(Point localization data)

....

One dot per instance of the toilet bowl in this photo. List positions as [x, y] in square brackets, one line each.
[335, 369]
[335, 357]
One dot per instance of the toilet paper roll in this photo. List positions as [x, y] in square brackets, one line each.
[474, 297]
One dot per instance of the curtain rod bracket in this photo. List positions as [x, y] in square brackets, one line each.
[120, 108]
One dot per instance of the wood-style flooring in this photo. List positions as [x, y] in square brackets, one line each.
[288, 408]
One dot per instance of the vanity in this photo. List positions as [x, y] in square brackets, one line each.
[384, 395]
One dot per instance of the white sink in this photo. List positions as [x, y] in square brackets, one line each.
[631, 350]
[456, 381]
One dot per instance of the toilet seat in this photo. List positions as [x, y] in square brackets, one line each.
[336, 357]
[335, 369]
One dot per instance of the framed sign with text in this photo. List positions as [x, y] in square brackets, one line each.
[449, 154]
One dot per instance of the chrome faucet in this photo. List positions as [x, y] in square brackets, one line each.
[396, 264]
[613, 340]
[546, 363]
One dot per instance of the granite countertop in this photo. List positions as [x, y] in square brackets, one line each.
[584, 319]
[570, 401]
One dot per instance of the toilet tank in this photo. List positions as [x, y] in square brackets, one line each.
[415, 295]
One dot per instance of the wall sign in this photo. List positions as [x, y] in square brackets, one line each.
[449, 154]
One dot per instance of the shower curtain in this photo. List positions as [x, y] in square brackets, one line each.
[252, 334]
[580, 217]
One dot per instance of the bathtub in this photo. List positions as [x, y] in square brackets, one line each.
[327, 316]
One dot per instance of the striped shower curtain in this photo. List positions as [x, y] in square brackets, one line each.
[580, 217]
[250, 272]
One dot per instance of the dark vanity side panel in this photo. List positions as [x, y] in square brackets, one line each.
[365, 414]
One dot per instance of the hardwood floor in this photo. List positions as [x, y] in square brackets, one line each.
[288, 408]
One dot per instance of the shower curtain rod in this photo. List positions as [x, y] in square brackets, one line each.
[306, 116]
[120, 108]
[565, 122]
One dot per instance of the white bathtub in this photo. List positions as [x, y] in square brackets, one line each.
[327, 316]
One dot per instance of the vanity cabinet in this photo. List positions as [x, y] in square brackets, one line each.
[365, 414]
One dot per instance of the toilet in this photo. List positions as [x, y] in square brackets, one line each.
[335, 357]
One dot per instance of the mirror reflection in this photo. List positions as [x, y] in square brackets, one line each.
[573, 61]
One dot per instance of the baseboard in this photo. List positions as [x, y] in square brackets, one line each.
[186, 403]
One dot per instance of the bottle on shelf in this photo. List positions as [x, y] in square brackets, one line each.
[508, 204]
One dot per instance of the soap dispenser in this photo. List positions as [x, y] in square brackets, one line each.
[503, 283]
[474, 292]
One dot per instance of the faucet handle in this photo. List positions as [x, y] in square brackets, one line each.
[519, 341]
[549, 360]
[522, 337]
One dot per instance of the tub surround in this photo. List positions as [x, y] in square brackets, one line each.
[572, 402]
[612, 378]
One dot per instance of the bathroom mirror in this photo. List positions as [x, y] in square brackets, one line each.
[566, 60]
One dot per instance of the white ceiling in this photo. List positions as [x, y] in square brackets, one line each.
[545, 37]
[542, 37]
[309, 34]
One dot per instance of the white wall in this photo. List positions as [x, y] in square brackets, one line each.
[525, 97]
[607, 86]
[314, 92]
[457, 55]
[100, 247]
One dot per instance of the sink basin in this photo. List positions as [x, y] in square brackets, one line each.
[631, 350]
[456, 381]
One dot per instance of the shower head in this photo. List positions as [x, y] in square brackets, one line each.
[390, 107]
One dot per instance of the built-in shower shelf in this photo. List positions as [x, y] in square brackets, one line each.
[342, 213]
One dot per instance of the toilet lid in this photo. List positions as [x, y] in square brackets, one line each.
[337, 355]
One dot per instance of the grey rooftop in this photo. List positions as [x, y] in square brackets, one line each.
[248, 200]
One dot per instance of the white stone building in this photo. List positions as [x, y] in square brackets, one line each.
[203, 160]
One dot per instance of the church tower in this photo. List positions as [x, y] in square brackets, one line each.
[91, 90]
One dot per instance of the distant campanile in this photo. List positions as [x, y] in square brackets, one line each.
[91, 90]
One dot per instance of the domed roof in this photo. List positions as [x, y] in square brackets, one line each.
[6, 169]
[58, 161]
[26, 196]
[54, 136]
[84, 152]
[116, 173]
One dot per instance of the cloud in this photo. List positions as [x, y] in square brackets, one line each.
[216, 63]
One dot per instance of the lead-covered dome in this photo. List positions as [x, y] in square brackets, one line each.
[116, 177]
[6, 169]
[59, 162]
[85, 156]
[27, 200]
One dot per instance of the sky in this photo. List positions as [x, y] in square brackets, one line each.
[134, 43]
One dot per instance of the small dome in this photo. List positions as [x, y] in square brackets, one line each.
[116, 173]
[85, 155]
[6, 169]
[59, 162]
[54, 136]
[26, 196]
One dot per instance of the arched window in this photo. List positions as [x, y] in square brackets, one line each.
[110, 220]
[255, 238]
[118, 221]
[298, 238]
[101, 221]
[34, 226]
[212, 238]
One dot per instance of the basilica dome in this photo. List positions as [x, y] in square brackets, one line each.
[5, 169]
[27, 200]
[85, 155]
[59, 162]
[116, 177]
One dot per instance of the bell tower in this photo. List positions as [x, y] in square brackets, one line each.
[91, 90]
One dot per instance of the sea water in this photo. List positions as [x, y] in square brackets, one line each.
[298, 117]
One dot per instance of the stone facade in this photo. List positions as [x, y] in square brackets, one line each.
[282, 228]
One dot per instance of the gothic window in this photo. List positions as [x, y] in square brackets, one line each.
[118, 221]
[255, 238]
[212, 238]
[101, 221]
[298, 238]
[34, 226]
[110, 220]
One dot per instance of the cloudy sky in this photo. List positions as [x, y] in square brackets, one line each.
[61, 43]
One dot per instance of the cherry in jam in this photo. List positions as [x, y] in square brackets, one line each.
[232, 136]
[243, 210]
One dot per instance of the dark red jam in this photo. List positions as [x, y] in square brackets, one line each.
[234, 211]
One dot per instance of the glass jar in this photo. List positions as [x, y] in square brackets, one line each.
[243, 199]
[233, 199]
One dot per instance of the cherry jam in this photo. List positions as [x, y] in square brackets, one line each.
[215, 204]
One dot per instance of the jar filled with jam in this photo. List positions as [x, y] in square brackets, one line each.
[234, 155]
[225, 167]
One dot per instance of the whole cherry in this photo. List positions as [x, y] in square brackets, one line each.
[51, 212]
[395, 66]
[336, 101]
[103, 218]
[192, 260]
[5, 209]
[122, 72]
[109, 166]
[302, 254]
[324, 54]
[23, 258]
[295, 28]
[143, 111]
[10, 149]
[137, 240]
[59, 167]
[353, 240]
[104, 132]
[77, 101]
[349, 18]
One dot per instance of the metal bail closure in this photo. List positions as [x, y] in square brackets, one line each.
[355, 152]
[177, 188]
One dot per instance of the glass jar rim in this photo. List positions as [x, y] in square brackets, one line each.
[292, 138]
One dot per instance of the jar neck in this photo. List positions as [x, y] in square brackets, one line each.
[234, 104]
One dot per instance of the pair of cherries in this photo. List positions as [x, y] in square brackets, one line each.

....

▶ **ACTIVITY**
Print out the complete data above, character for character.

▶ **RESULT OF THIS TASK**
One dot per instance of the toilet bowl in this photo. List positions as [x, y] in square brackets, one line each.
[335, 369]
[335, 357]
One dot per instance of the toilet paper roll in this photo. List positions as [x, y] in square brackets, one line each.
[474, 297]
One dot per instance of the curtain rod bracket in this photo. List positions as [x, y] in square brackets, one line each.
[120, 108]
One dot per instance of the wood-style flooring in this photo. List positions as [x, y] in square brackets, one line each.
[288, 408]
One dot per instance of the vanity in this photo. List positions as [x, y] in square brackets, one line each.
[384, 395]
One dot per instance of the white sink in this photo. List positions as [x, y] in square brackets, one line each.
[631, 350]
[456, 381]
One dot per instance of the toilet seat in this photo. List positions as [x, y] in square brackets, one line each.
[336, 357]
[335, 369]
One dot per instance of the framed sign with text in this photo. List positions as [x, y] in square brackets, one line each.
[449, 154]
One dot per instance of the chrome faucet in this photo. List positions as [x, y] in square brackets, one line each.
[396, 264]
[613, 340]
[546, 363]
One dot per instance of the granite countertop in this photo. List positions as [x, y] in square brackets, one line each.
[584, 319]
[570, 401]
One dot per instance of the toilet tank in this photo. List positions as [x, y] in square brackets, one line each.
[415, 295]
One dot per instance of the wall sign in this photo. List positions as [x, y] in square brackets, one line each.
[449, 154]
One dot per instance of the shower curtain in this photo. List positions as [x, y] in square brackets, one line each.
[252, 334]
[580, 217]
One dot per instance of the bathtub in this photo. List positions as [x, y] in square brackets, one line each.
[327, 316]
One dot per instance of the striped shower curtain in this photo. List positions as [x, y] in square brackets, one line each.
[580, 217]
[250, 272]
One dot per instance of the dark vanity side panel in this photo. List positions as [x, y] in square brackets, one line each.
[365, 414]
One dot per instance of the hardwood floor in this photo. List positions as [x, y] in square brackets, one line each.
[288, 408]
One dot per instance of the shower curtain rod in this photo. List positions as [x, y] in square brackets, one line each.
[306, 116]
[120, 108]
[565, 122]
One dot per instance of the white bathtub in this photo. List positions as [x, y] in square brackets, one line each.
[327, 316]
One dot per instance of the vanity cabinet in this photo. List positions as [x, y] in square brackets, one line each.
[365, 414]
One dot per instance of the toilet in this photo. List positions as [x, y] in square brackets, one line each.
[335, 357]
One dot per instance of the mirror reflection in this photo. List positions as [x, y] in square brackets, one line each.
[573, 61]
One dot per instance of the baseboard in this photo. List positions as [x, y] in square brackets, one line each.
[186, 403]
One dot per instance of the bottle on shelf in this photo. List positions as [x, y] in square brackets, one line each.
[508, 204]
One dot per instance of the soap dispenser in this photo. List positions as [x, y] in square brackets, one line each.
[503, 283]
[474, 292]
One dot per instance of the faucet handle in this photo. List positions as [x, y] in square brackets, one line each.
[519, 341]
[549, 360]
[522, 337]
One dot per instance of the tub surround in this photo. List positions as [x, y] in square brackets, one line each.
[572, 402]
[612, 378]
One dot per instance of the bathroom mirror in this photo. List positions as [x, y] in square brackets, one line each.
[566, 60]
One dot per instance of the white ceiling in this photo. List positions as [x, y] in square brackets, one line each.
[545, 37]
[542, 37]
[309, 34]
One dot per instance of the white wall in this photo. List positions as [x, y] in square brackets, one line each.
[525, 97]
[607, 86]
[314, 92]
[457, 55]
[100, 247]
One dot per instance of the sink basin in this photo. List positions as [x, y] in square brackets, one line each.
[631, 350]
[456, 381]
One dot per instance of the shower head in this photo. List positions as [x, y] in square brackets, one line each.
[390, 107]
One dot per instance of the built-in shower shelf in this photo. List positions as [x, y] in square brackets, one line each.
[342, 213]
One dot per instance of the toilet lid in this photo. List positions as [x, y] in square brackets, one line each.
[337, 355]
One dot per instance of the grey rooftop in this photo. List positions as [x, y] in square brackets, one line each.
[248, 200]
One dot per instance of the white stone building in this photo. List positions as [x, y] in square brackets, one line each.
[203, 160]
One dot per instance of the church tower in this photo. List positions as [x, y] in square brackets, one line each.
[91, 90]
One dot per instance of the distant campanile in this photo. List positions as [x, y] in square brackets, one line each.
[91, 90]
One dot per instance of the domed roof in this photo. List positions as [x, y] in square brackets, one line each.
[6, 169]
[58, 161]
[26, 196]
[54, 136]
[84, 152]
[116, 173]
One dot per instance of the cloud in this photo. List positions as [x, y] in square brackets, one line each.
[216, 63]
One dot per instance of the lead-covered dome in this photo. List positions as [x, y] in square brackets, one line each.
[116, 177]
[6, 169]
[59, 162]
[85, 156]
[27, 200]
One dot per instance of the sky in this photo. List positions as [x, y] in square brackets, one line each.
[134, 43]
One dot per instance of the small dome in this photo. List positions as [x, y] in square brackets, one line each.
[116, 173]
[85, 155]
[6, 169]
[59, 162]
[54, 136]
[26, 196]
One dot per instance of the arched window in this photo. List positions as [x, y] in square brackets, one line each.
[110, 220]
[255, 238]
[118, 221]
[298, 238]
[101, 221]
[34, 226]
[212, 238]
One dot per instance of the basilica dome in this photo. List positions as [x, y] in square brackets, one line each.
[5, 169]
[27, 200]
[85, 155]
[59, 162]
[116, 177]
One dot per instance of the bell tower in this photo. List positions as [x, y] in square brackets, one line each.
[91, 90]
One dot per instance of the sea water in this photo. List positions as [x, y] in square brackets, one line each.
[298, 117]
One dot per instance of the stone facade in this photo. List positions as [x, y] in square brackets, one line each.
[282, 228]
One dot per instance of the gothic window in this photo. List positions as [x, y] in square brackets, one line each.
[118, 221]
[255, 238]
[212, 238]
[101, 221]
[298, 238]
[34, 226]
[110, 220]
One dot per instance of the cloudy sky in this photo. List positions as [x, y] in square brackets, one line each.
[61, 43]
One dot per instance of the cherry in jam in this photo. List positions as [x, y] in square brackets, one line each.
[232, 136]
[243, 210]
One dot per instance of the dark red jam in this photo. List positions as [x, y] in square brackets, one line each.
[234, 211]
One dot per instance of the glass jar in this photo. List positions as [x, y] in square brackets, one line each.
[243, 199]
[233, 199]
One dot per instance of the cherry jam in this photo. List positions as [x, y] in square brackets, one line each.
[215, 204]
One dot per instance of the jar filled with jam in this photo. List positions as [x, y] in square brackets, one line each.
[234, 155]
[225, 167]
One dot per instance of the whole cherry in this photo. List positions as [x, y] in square brackets, one line each.
[51, 212]
[395, 66]
[336, 101]
[103, 218]
[192, 260]
[5, 209]
[122, 72]
[109, 166]
[302, 254]
[324, 54]
[23, 258]
[295, 28]
[143, 111]
[10, 149]
[137, 240]
[59, 167]
[353, 240]
[104, 132]
[77, 101]
[349, 18]
One dot per instance of the metal bail closure in this photo. List positions as [x, y] in square brackets, one line each.
[355, 152]
[177, 188]
One dot per instance of the glass jar rim in this photo. List positions as [x, y] in square brackets, one line each.
[292, 138]
One dot per instance of the jar neck in this photo. List positions as [x, y] in square brackets, one line each.
[234, 104]
One dot per instance of the pair of cherries in this photo. List positions as [x, y] in square brackets, one line each.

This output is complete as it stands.